Start of TASK INPUTS

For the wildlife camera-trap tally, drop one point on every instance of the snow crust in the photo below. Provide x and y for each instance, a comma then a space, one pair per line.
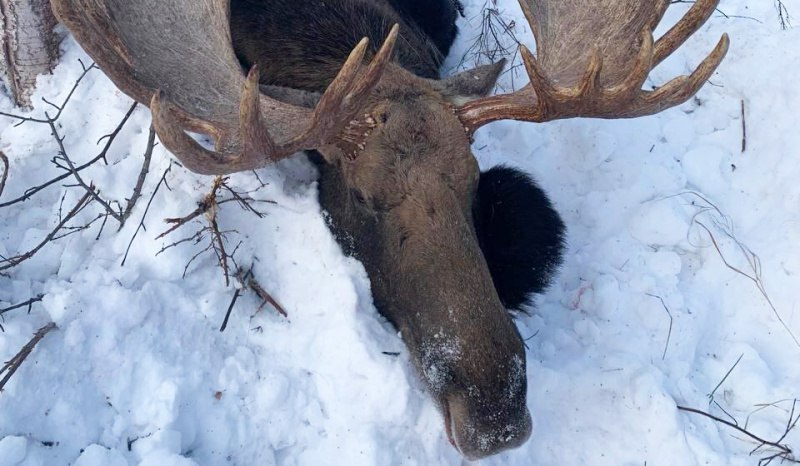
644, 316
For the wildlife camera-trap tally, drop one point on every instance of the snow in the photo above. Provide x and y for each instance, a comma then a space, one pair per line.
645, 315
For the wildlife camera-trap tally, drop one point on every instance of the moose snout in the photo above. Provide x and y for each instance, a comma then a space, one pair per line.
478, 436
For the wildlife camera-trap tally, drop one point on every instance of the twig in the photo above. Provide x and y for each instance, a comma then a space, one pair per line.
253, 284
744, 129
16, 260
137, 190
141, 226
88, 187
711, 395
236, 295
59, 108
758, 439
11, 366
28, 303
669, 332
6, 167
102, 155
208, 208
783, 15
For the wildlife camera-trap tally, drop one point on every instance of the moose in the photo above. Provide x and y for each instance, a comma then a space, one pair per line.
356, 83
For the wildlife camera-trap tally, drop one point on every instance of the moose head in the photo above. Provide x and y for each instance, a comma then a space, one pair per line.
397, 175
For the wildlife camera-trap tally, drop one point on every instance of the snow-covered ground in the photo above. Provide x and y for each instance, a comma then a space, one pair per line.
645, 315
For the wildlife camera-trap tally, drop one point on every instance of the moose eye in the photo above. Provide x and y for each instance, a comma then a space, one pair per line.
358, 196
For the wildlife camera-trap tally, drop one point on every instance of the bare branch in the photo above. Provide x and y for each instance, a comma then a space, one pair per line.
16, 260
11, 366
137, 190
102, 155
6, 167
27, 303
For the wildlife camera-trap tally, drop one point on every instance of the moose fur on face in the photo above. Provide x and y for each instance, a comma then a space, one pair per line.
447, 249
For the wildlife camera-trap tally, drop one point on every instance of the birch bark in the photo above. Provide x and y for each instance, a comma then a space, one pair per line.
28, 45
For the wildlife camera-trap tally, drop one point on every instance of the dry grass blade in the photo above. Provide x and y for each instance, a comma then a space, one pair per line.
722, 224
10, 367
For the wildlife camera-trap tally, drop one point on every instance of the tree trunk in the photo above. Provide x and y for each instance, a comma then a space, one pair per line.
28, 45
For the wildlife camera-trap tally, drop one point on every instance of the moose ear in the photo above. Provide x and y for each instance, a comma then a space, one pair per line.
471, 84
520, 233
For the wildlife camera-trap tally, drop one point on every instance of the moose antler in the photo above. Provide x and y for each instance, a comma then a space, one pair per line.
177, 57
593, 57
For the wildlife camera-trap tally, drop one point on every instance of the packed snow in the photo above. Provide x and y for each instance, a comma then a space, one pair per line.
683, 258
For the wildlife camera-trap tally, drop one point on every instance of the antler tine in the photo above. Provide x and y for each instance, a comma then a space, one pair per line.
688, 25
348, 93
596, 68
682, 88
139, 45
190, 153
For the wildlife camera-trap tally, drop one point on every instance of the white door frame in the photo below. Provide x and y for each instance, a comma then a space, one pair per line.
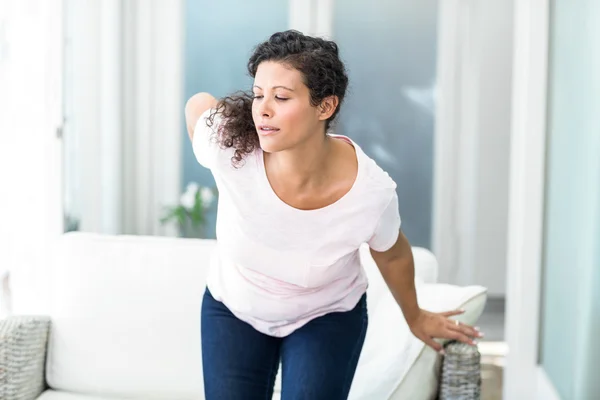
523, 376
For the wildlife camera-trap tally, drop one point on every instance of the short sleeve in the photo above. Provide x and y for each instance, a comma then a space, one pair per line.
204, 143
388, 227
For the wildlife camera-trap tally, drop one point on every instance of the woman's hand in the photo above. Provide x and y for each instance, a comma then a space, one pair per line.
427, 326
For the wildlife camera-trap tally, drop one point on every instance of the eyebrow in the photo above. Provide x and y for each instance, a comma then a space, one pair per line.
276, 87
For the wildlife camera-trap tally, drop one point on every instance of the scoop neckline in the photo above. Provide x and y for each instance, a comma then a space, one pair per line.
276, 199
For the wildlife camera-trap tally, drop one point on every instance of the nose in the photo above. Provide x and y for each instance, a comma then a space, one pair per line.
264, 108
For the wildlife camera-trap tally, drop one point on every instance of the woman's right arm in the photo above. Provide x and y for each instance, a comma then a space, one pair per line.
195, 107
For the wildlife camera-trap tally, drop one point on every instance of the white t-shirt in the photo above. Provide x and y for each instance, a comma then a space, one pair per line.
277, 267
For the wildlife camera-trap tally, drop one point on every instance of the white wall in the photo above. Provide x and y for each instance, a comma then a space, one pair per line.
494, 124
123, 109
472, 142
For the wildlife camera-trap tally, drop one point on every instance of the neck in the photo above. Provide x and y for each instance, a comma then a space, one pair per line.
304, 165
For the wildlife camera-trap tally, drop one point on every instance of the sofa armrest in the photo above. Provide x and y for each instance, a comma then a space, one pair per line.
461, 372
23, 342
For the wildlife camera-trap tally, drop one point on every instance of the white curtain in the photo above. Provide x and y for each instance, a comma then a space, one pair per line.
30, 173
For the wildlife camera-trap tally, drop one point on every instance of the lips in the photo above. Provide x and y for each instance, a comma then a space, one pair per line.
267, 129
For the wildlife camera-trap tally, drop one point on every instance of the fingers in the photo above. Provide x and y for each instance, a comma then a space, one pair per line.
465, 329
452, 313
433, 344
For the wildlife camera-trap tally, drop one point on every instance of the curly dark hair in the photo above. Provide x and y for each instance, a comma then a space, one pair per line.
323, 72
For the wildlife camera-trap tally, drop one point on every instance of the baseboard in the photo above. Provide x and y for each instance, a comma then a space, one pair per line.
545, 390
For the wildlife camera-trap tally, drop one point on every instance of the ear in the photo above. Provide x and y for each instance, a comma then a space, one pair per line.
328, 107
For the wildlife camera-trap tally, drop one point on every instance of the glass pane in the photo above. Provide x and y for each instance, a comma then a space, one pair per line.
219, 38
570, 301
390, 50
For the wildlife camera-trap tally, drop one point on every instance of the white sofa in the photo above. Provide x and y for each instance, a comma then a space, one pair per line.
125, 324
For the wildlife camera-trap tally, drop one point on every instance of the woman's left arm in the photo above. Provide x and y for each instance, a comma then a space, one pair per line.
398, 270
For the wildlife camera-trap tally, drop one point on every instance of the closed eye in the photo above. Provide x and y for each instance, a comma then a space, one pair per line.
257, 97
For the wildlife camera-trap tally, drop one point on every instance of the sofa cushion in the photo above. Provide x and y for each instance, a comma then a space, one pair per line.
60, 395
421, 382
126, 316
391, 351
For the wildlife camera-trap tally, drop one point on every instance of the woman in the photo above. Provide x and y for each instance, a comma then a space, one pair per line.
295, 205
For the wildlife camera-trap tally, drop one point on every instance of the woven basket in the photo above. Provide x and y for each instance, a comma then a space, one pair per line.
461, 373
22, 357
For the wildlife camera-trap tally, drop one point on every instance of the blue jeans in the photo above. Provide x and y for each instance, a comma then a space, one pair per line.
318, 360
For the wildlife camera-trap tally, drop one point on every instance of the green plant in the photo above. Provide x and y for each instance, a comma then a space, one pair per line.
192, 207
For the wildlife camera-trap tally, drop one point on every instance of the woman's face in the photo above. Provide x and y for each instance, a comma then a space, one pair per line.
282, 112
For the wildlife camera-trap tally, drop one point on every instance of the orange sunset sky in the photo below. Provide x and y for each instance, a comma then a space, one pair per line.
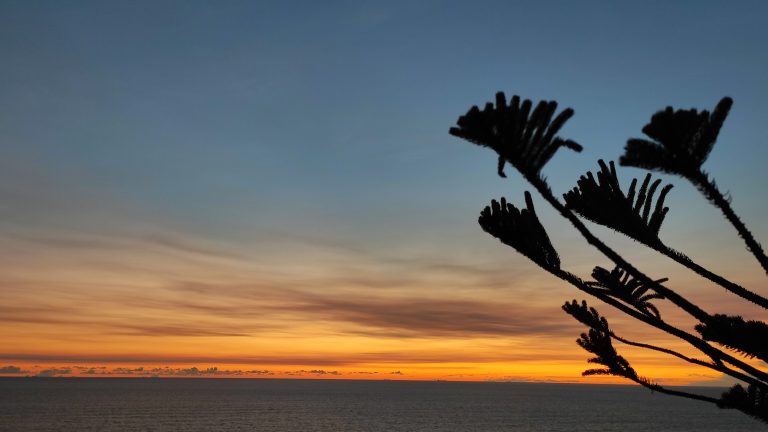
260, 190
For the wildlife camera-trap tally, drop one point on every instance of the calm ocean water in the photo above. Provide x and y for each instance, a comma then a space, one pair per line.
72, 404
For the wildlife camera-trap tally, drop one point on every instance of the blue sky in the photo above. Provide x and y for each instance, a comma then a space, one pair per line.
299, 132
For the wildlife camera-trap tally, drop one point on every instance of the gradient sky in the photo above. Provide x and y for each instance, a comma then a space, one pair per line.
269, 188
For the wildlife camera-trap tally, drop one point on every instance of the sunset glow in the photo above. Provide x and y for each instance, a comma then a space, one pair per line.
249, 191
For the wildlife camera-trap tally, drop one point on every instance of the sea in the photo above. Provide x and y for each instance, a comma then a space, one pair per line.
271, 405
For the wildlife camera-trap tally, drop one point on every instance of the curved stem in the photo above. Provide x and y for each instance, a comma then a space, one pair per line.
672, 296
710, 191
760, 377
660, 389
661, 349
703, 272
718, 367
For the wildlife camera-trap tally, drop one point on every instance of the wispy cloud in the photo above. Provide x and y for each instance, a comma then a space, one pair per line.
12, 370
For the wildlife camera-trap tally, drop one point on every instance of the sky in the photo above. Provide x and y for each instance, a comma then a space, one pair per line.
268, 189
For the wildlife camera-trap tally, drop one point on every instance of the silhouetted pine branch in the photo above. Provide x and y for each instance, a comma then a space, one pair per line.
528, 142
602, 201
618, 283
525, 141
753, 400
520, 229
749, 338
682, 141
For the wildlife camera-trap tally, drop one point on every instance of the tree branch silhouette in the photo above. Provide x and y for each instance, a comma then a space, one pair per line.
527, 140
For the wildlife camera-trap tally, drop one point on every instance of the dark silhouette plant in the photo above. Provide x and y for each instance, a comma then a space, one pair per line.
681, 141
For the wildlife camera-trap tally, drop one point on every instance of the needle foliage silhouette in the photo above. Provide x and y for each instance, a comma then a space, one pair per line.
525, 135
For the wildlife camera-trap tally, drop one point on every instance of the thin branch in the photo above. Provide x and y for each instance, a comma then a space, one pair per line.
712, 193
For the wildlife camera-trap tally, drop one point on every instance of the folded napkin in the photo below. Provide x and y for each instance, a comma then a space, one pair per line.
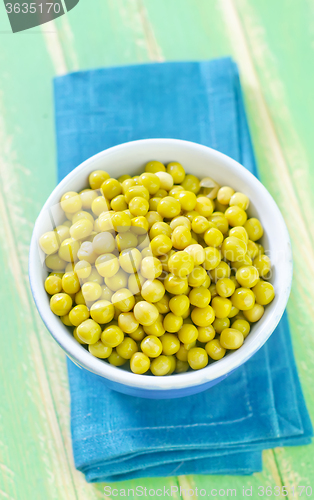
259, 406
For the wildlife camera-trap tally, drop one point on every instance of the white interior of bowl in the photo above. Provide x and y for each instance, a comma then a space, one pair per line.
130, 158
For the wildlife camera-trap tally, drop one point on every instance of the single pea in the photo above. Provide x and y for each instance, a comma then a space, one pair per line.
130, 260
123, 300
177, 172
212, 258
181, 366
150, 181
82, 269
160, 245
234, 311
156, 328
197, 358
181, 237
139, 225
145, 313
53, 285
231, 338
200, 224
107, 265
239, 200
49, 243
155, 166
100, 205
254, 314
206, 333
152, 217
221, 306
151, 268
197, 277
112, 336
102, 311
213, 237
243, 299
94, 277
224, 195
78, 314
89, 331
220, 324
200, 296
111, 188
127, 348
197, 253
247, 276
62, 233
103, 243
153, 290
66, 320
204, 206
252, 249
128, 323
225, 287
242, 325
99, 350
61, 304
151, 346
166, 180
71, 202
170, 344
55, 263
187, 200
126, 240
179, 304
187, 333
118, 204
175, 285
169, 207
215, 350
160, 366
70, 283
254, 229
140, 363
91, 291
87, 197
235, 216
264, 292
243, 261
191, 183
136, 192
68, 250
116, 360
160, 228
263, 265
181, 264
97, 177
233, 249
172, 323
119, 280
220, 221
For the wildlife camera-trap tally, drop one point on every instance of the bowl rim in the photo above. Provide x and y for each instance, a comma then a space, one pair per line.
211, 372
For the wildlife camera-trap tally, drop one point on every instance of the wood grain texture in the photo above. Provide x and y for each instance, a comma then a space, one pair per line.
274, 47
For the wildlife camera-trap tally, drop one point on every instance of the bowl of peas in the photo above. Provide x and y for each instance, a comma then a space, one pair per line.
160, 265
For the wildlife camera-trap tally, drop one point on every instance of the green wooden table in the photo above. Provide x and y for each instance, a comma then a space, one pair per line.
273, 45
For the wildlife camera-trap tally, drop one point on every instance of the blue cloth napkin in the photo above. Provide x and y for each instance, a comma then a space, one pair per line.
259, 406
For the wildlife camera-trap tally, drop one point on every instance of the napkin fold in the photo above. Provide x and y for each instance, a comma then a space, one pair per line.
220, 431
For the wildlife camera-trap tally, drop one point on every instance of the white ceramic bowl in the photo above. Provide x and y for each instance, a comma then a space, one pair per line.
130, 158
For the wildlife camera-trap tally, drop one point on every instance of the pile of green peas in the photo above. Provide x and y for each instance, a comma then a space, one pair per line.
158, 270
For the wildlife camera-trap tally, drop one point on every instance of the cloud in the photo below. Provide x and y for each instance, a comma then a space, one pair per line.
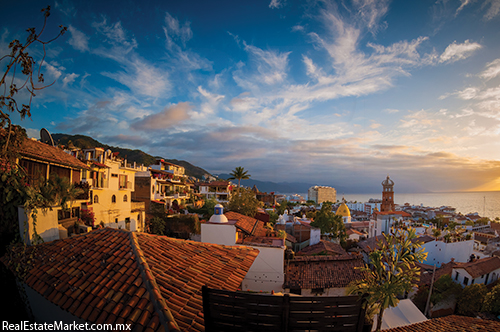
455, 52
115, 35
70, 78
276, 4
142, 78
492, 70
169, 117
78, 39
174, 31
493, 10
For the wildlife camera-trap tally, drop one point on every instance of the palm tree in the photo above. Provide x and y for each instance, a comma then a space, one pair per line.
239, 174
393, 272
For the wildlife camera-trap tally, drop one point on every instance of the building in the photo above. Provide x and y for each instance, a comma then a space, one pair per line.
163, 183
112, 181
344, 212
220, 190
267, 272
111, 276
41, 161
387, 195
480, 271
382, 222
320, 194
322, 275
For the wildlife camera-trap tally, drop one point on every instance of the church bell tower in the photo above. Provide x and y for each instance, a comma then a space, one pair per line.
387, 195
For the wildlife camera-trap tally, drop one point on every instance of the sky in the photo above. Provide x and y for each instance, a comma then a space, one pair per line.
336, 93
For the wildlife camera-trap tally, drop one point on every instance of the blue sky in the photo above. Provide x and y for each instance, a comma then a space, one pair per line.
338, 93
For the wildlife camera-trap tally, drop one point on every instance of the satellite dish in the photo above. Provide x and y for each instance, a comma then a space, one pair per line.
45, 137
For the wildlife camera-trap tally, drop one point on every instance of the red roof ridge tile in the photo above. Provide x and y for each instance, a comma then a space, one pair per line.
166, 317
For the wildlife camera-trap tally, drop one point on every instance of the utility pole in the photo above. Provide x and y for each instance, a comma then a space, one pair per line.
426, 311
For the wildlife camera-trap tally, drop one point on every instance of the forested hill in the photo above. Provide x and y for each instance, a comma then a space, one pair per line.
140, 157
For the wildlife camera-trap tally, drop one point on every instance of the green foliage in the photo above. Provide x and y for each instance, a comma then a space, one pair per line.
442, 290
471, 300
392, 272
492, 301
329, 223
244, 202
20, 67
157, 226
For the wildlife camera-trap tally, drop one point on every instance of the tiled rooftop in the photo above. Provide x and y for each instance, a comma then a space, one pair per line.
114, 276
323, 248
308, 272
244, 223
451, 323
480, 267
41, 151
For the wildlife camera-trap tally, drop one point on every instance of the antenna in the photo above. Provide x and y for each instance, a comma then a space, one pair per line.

End of TASK INPUTS

Your task is to write out, exactly, the line that contains "of the tiled" and each line after it to the end of the data, with no other lines.

For the wildlife camera-trap tally, drop one point on every instance of the tiled rooftop in the photo above. Provide x and y for each instance, a comma then a space, one pair per line.
114, 276
323, 248
308, 272
244, 223
451, 323
480, 267
41, 151
For the wildlife camera-trap tally, drop one point on every instance of the antenna in the photo above. Provide x and y for each instance, a comma then a space, one pair per line.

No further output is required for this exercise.